------ Text shown

We could argue all day about whether this was the only sensible path you could have taken. But let’s be honest: had you been able to peer into the future through the haze of fumes in my rooms in Peck Quad in 1986 and seen the kind of people you’re having to govern with now, you would rightly have been appalled.
Here you are with a Justice Secretary (whatever that is when it’s at home) who believes that, after the worst riots in British history, offenders should serve shorter sentences or, better still, not go to prison at all. You have a Foreign Secretary who, though once a staunch Eurosceptic, has done a Portillo and apparently made up his mind that his financial future is best served by planning for a comfy post-political career on the EU gravy train, giving speeches at agreeable conferences, presiding over commissions and so on.
Your Lib Dem cabinet partners, of course, are even worse. You have a Business Secretary so pathologically anti-business you’d have been better off appointing Bob Crow or Hugo Chavez. You have an ‘Energy and Climate Change’ Secretary whose primary mission is — almost literally given the imminent brown-outs — to bomb the UK economy back into the dark ages. You have, as your deputy, a weed who knows his only hope of political survival with the hard-left rump of his party is to veto or undermine every one of your policies that looks vaguely anti-EU or pro-small-government or conservative.

------------

Transcribe, word for word, the part of the passage above on the coalition cabinet that opens with the words "We could argue" and closes with "have been appalled.".

------ Available data

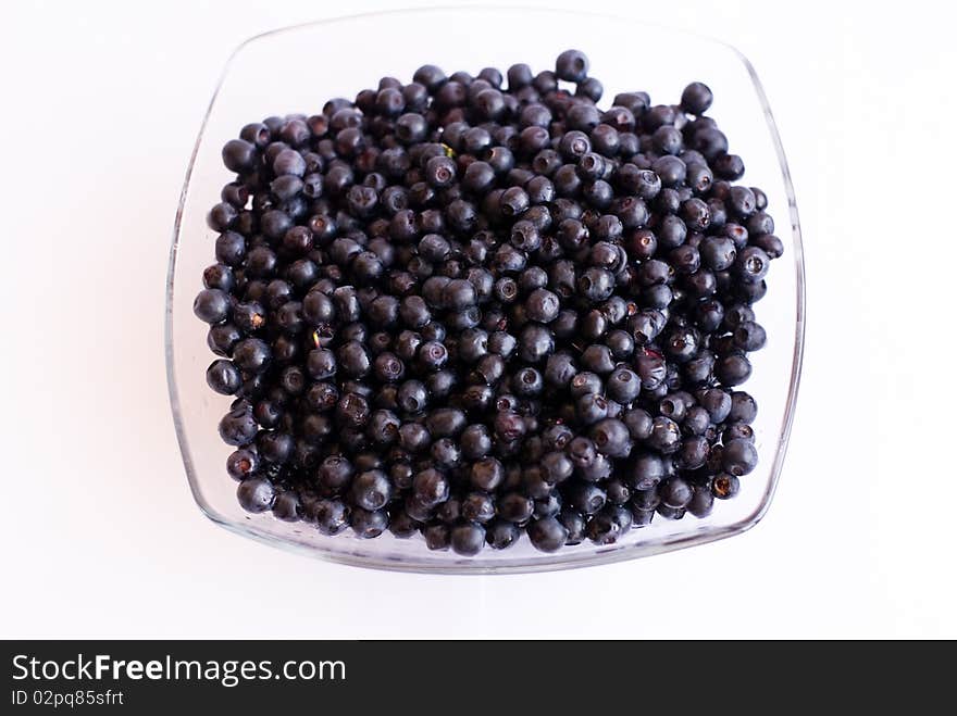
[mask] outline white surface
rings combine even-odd
[[[744,536],[495,578],[288,555],[186,486],[162,344],[186,163],[232,48],[323,10],[26,4],[0,29],[0,636],[957,637],[957,55],[935,4],[646,5],[742,49],[775,111],[809,280],[791,452]]]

------------

Task response =
We could argue all day about whether this was the only sensible path you could have taken. But let’s be honest: had you been able to peer into the future through the haze of fumes in my rooms in Peck Quad in 1986 and seen the kind of people you’re having to govern with now, you would rightly have been appalled.